▸ **WHAT THE TASK ASKS**: Every single entry must be reproduced precisely.

==*==

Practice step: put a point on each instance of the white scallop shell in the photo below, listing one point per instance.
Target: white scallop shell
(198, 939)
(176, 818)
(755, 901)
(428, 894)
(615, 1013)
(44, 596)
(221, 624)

==*==

▸ **OUTPUT FOR THIS EXERCISE**:
Practice step: put a point on each instance of the white scallop shell in the photo below, listing one point per instance.
Target: white scallop shell
(198, 939)
(176, 818)
(755, 901)
(428, 894)
(615, 1013)
(44, 596)
(221, 624)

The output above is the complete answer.